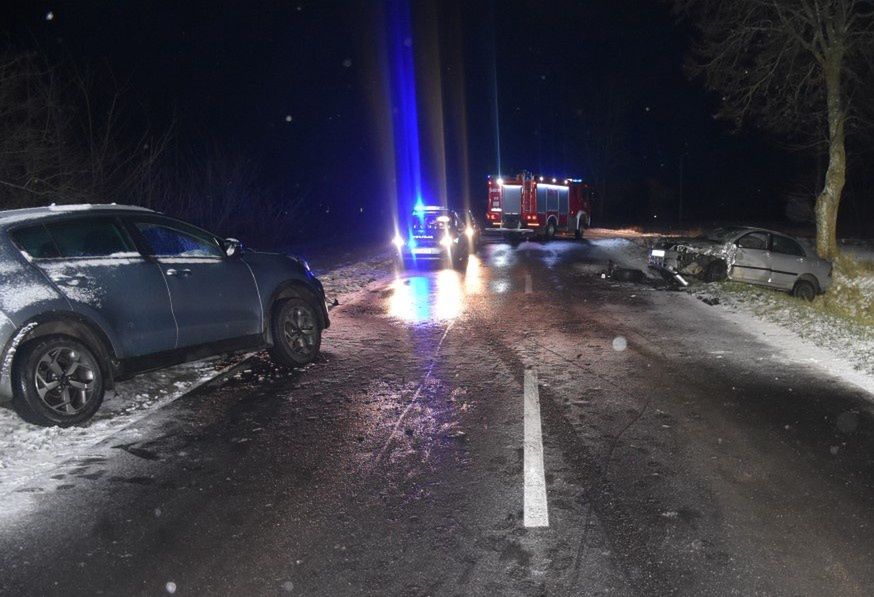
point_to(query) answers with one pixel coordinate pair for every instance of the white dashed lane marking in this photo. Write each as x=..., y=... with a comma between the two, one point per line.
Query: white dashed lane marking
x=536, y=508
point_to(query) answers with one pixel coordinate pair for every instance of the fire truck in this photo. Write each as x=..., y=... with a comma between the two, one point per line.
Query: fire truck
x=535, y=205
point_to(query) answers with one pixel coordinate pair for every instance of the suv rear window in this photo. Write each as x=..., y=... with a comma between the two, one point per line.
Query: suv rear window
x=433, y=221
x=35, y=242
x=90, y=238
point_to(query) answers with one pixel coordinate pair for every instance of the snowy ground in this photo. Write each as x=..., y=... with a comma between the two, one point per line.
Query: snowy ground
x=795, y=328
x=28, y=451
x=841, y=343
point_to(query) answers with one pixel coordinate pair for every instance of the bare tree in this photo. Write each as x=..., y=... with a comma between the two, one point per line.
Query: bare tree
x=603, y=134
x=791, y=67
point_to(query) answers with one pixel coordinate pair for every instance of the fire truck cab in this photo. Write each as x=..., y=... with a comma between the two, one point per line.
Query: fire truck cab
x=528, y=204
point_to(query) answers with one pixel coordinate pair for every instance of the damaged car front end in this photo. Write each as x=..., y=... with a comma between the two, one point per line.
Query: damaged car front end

____________________

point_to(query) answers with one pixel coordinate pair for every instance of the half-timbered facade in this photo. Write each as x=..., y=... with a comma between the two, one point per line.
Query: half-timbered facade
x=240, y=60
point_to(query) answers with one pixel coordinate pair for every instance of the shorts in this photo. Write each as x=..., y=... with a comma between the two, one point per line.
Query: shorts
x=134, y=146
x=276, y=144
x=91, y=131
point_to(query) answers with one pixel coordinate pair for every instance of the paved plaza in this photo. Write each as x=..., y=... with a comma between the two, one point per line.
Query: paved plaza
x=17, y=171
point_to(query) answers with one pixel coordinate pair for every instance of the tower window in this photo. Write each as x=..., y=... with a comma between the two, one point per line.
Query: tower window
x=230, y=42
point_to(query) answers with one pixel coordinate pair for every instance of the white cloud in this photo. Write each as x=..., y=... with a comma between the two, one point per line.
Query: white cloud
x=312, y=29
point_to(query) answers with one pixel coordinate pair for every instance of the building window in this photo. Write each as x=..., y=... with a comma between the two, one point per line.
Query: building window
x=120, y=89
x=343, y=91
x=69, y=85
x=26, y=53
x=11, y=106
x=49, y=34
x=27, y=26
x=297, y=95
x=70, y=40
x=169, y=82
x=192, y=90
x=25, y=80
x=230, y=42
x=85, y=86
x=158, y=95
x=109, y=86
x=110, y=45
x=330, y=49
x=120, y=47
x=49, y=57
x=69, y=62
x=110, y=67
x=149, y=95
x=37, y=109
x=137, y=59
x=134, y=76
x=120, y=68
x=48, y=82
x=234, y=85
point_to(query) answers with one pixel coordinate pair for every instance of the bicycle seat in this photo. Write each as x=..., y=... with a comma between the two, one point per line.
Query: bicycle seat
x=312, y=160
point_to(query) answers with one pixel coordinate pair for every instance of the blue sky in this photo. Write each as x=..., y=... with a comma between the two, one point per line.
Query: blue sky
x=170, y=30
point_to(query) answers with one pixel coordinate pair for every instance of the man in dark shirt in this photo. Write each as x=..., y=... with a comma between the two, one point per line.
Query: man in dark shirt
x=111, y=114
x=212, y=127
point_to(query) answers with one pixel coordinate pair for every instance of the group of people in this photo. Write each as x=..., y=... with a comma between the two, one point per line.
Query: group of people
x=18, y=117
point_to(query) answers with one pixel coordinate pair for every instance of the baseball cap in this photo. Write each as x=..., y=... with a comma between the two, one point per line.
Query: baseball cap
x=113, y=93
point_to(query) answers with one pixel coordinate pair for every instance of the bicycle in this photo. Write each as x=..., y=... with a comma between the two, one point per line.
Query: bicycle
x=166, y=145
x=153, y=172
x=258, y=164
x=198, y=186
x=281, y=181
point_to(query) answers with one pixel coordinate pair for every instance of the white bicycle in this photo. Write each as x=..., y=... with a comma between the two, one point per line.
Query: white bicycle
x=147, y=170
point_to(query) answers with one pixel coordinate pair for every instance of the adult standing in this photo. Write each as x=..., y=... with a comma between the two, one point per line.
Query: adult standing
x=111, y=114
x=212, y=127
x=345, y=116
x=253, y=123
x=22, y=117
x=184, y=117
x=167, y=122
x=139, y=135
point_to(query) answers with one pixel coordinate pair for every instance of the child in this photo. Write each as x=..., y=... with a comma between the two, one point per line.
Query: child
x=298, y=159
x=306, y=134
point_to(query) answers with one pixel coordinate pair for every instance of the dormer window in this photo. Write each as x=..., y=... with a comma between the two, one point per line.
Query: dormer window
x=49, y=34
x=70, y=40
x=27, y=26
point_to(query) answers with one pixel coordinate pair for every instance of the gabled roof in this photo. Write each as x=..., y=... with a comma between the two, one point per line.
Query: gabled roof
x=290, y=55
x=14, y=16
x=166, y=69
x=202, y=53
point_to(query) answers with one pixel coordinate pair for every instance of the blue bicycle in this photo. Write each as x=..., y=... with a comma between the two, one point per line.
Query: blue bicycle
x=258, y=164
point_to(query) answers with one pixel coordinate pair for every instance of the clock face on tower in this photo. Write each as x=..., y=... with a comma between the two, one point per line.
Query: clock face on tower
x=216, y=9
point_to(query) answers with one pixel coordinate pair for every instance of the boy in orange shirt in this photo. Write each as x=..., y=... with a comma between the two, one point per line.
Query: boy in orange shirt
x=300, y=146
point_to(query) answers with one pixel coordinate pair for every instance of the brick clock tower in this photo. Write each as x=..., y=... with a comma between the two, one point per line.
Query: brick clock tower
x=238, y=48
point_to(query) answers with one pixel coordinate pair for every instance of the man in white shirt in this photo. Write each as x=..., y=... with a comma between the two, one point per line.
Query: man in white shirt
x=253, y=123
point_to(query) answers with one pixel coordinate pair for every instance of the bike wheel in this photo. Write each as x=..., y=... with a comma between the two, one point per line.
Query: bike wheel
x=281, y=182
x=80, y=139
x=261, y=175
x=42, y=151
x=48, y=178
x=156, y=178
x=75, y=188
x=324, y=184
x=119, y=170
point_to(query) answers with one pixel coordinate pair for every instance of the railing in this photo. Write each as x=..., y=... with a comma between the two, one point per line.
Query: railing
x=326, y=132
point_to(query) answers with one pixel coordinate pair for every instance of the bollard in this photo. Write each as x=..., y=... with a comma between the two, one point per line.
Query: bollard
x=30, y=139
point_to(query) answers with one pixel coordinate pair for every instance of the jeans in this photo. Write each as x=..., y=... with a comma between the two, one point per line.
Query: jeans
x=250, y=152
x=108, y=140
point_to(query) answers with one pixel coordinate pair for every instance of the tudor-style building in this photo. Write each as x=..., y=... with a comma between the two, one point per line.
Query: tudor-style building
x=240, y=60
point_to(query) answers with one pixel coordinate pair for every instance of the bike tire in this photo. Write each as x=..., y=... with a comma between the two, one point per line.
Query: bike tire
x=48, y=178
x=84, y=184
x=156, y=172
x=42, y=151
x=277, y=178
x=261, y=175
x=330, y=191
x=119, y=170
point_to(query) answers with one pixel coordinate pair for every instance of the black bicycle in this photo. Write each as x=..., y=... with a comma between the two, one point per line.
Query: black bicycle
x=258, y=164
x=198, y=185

____________________

• _EXERCISE DETAILS_
From the entries above, copy out every line where the string "front" appears.

• _FINISHED TASK_
point_to(query) answers with one pixel coordinate pair for every instance of the damaged car front end in this photo. Write each as x=..., y=... with a comma between the two, one point per line.
Query: damaged car front end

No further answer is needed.